===== Texte à analyser =====

J'étais en train de crever !
Plus vendredi, 31 août 2018. 19:47 jeudi, 12 déc. 2024. 16:33Elle n’avait dit mot que déjà, je la trouvais courageuse.
Une histoire à glacer le sang. Tout sourire, Anaïs Gauthier est apparue au centre commercial Place Laurier à Québec en provenance de Saint-Georges-de-Beauce, là où elle est née, là où elle vit.
Elle vient tout juste de sonner ses 23 ans (le 19 juillet). Sa mésaventure débute alors qu’elle a 17 ans. Elle connaissait des gens qui couraient. Alors, pourquoi ne pas embarquer dans ce sport dans l’espoir de compenser dans la nourriture ?
Elle ignorait tout de sa personnalité. Envahie graduellement par le goût de maigrir, le plaisir n’aura jamais vraiment eu la chance de se pointer le bout du nez.
« J’essayais un sport pour la première fois dans ma vie. J’adorais me retrouver avec moi-même mais sournoisement, je développais une maladie sans m’en apercevoir », raconte celle qui a réussi récemment à faire son mea culpa sur les réseaux sociaux, pour mieux chasser les démons, on imagine.
« Je courais entre 40 et 50km par semaine et je ne mangeais pas assez. Je ne compensais pas. Dès que j’abusais dans la nourriture, je partais courir. Non, voilà une étape de ma vie qu’il me faudra définitivement oublier. »
Pourtant, elle reconnaît qu’elle a goûté aux plaisirs et sensations que procure cette discipline, qu’elle s’est liée d’amitié avec des gens de cœur, pour reprendre ses mots. Elle se dit fière de ses réalisations telles ces trois demis marathons. Les membres de son cercle de coureurs se taisaient mais ils devaient voir que ça n’allait pas chez Anaïs.
« Je n’ai jamais pu atteindre mon poids santé », affirme celle qui mesure 5’8. Avant d’amorcer la course à pied, elle pesait 120lb et quand elle a atteint le fond du baril, elle avait maigri de 22lbs ! « Je ne me voyais pas comme ça. Je ne retirais que du positif à courir. Cela me permettait d’oublier certaines choses. J’allais même m’intégrer dans un programme pour vivre un marathon ! »

===== Enregistrements présentés =====

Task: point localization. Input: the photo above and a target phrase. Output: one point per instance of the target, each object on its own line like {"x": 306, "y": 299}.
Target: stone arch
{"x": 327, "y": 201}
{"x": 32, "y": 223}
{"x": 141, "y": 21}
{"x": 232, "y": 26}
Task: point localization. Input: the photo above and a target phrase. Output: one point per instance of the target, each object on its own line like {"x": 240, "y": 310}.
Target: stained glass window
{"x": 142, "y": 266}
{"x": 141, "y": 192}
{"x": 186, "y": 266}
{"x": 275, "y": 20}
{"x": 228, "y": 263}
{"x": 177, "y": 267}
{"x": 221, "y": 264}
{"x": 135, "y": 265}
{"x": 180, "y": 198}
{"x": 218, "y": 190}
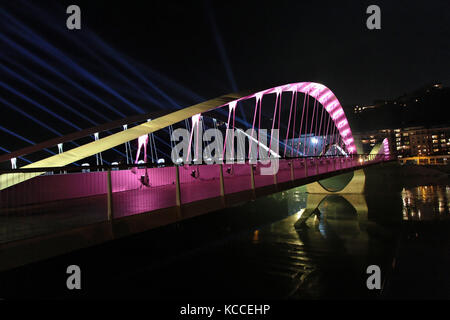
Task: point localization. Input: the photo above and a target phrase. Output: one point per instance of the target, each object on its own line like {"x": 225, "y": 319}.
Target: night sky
{"x": 269, "y": 44}
{"x": 188, "y": 52}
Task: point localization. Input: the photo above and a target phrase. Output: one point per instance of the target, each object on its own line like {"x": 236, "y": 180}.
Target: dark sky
{"x": 271, "y": 43}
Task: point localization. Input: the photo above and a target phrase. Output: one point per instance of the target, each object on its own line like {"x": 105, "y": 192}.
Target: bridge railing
{"x": 66, "y": 197}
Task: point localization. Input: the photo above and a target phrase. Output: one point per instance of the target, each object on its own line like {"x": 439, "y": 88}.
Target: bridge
{"x": 66, "y": 198}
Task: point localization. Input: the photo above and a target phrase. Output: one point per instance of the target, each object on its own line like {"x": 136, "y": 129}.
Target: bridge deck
{"x": 80, "y": 199}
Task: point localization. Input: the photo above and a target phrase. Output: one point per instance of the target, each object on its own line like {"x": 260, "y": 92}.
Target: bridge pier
{"x": 340, "y": 183}
{"x": 314, "y": 200}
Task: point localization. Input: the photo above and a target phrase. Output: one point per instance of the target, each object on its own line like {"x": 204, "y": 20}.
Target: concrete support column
{"x": 177, "y": 188}
{"x": 109, "y": 196}
{"x": 292, "y": 170}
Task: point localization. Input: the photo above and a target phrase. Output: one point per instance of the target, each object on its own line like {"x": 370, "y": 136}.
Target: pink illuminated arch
{"x": 322, "y": 94}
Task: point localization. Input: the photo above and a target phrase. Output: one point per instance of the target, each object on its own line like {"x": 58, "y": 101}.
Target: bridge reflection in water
{"x": 326, "y": 257}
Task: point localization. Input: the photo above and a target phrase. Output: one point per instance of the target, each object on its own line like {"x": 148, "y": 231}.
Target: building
{"x": 419, "y": 141}
{"x": 408, "y": 142}
{"x": 370, "y": 138}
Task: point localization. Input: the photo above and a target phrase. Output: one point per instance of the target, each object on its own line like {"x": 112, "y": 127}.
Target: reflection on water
{"x": 295, "y": 245}
{"x": 426, "y": 202}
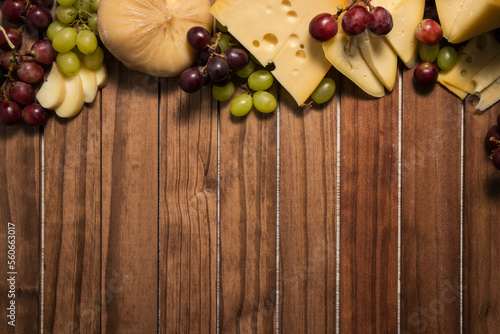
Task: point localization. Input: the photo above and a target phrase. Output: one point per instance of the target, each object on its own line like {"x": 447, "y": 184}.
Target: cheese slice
{"x": 406, "y": 14}
{"x": 344, "y": 54}
{"x": 380, "y": 56}
{"x": 277, "y": 31}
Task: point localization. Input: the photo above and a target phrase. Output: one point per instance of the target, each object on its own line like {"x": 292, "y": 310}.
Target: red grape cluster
{"x": 359, "y": 16}
{"x": 493, "y": 143}
{"x": 20, "y": 72}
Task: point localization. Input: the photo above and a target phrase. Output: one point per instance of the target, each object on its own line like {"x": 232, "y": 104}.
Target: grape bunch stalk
{"x": 360, "y": 15}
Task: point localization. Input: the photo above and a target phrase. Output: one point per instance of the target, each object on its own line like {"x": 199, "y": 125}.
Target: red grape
{"x": 34, "y": 114}
{"x": 14, "y": 10}
{"x": 43, "y": 52}
{"x": 198, "y": 37}
{"x": 22, "y": 93}
{"x": 323, "y": 27}
{"x": 425, "y": 74}
{"x": 355, "y": 20}
{"x": 30, "y": 71}
{"x": 429, "y": 32}
{"x": 10, "y": 113}
{"x": 15, "y": 37}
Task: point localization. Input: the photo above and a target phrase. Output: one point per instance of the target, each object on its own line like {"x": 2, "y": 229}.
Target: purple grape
{"x": 198, "y": 37}
{"x": 22, "y": 93}
{"x": 15, "y": 37}
{"x": 34, "y": 114}
{"x": 39, "y": 17}
{"x": 10, "y": 113}
{"x": 217, "y": 69}
{"x": 30, "y": 71}
{"x": 43, "y": 52}
{"x": 236, "y": 58}
{"x": 14, "y": 10}
{"x": 191, "y": 80}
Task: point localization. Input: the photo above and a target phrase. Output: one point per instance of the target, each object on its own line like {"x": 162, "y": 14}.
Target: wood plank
{"x": 188, "y": 225}
{"x": 430, "y": 209}
{"x": 369, "y": 211}
{"x": 481, "y": 228}
{"x": 308, "y": 210}
{"x": 129, "y": 202}
{"x": 247, "y": 221}
{"x": 72, "y": 267}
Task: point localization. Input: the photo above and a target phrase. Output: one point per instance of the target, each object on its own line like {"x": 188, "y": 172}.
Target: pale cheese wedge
{"x": 53, "y": 91}
{"x": 73, "y": 100}
{"x": 380, "y": 56}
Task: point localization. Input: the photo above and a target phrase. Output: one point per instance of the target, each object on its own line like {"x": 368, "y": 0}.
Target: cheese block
{"x": 406, "y": 14}
{"x": 478, "y": 52}
{"x": 465, "y": 19}
{"x": 344, "y": 54}
{"x": 380, "y": 56}
{"x": 277, "y": 31}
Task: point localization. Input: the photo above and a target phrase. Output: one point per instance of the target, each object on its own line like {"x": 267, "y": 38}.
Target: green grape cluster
{"x": 75, "y": 36}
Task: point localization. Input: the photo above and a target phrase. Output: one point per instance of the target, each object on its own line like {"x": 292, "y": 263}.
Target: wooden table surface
{"x": 156, "y": 211}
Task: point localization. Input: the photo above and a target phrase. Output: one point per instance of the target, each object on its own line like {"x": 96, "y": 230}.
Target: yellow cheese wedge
{"x": 381, "y": 58}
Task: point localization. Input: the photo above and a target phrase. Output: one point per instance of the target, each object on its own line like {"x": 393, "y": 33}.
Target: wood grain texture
{"x": 72, "y": 265}
{"x": 369, "y": 211}
{"x": 129, "y": 202}
{"x": 308, "y": 208}
{"x": 247, "y": 222}
{"x": 481, "y": 228}
{"x": 430, "y": 209}
{"x": 188, "y": 224}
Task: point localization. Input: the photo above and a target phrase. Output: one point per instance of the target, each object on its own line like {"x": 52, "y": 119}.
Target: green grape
{"x": 86, "y": 41}
{"x": 447, "y": 58}
{"x": 66, "y": 14}
{"x": 241, "y": 105}
{"x": 68, "y": 62}
{"x": 264, "y": 101}
{"x": 94, "y": 60}
{"x": 324, "y": 92}
{"x": 260, "y": 80}
{"x": 65, "y": 40}
{"x": 247, "y": 70}
{"x": 223, "y": 93}
{"x": 54, "y": 28}
{"x": 428, "y": 52}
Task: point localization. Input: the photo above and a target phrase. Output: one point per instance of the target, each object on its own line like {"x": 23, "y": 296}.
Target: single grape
{"x": 425, "y": 74}
{"x": 15, "y": 37}
{"x": 260, "y": 80}
{"x": 264, "y": 102}
{"x": 241, "y": 105}
{"x": 14, "y": 10}
{"x": 236, "y": 58}
{"x": 65, "y": 40}
{"x": 217, "y": 69}
{"x": 191, "y": 80}
{"x": 43, "y": 52}
{"x": 198, "y": 37}
{"x": 34, "y": 114}
{"x": 380, "y": 21}
{"x": 30, "y": 71}
{"x": 39, "y": 17}
{"x": 429, "y": 32}
{"x": 428, "y": 52}
{"x": 323, "y": 27}
{"x": 324, "y": 92}
{"x": 10, "y": 113}
{"x": 22, "y": 93}
{"x": 68, "y": 62}
{"x": 447, "y": 58}
{"x": 355, "y": 20}
{"x": 223, "y": 93}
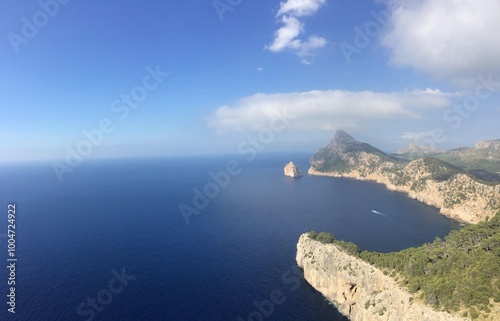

=====

Exercices proposés >>
A: Réécrivez sous forme de liste le paragraphe du texte sur Anaïs Gauthier qui commence par « Pourtant, elle reconnaît ». Conservez-en les faits principaux.
B: Résumez le texte sur Anaïs Gauthier en deux phrases.
C: Recopiez le passage du texte sur Anaïs Gauthier qui va de « Plus vendredi, 31 » jusqu'à « où elle vit. » inclusivement.

Réponses dans l'ordre >>
A:
- Anaïs reconnaît avoir goûté aux plaisirs et aux sensations que procure la course à pied.
- Elle s'est liée d'amitié avec des gens de cœur.
- Elle est fière de ses réalisations, comme ses trois demi-marathons.
- Les membres de son cercle de coureurs se taisaient, mais ils devaient voir que ça n'allait pas chez elle.

B: Née à Saint-Georges-de-Beauce, Anaïs Gauthier a commencé à courir à 17 ans et a développé une maladie sans s'en apercevoir, en courant entre 40 et 50 km par semaine sans manger assez. Elle n'a jamais pu atteindre son poids santé et a maigri de 22 lb à partir de 120 lb, mais elle reste fière de ses réalisations, dont trois demi-marathons.

C:
Plus vendredi, 31 août 2018. 19:47 jeudi, 12 déc. 2024. 16:33Elle n’avait dit mot que déjà, je la trouvais courageuse.
Une histoire à glacer le sang. Tout sourire, Anaïs Gauthier est apparue au centre commercial Place Laurier à Québec en provenance de Saint-Georges-de-Beauce, là où elle est née, là où elle vit.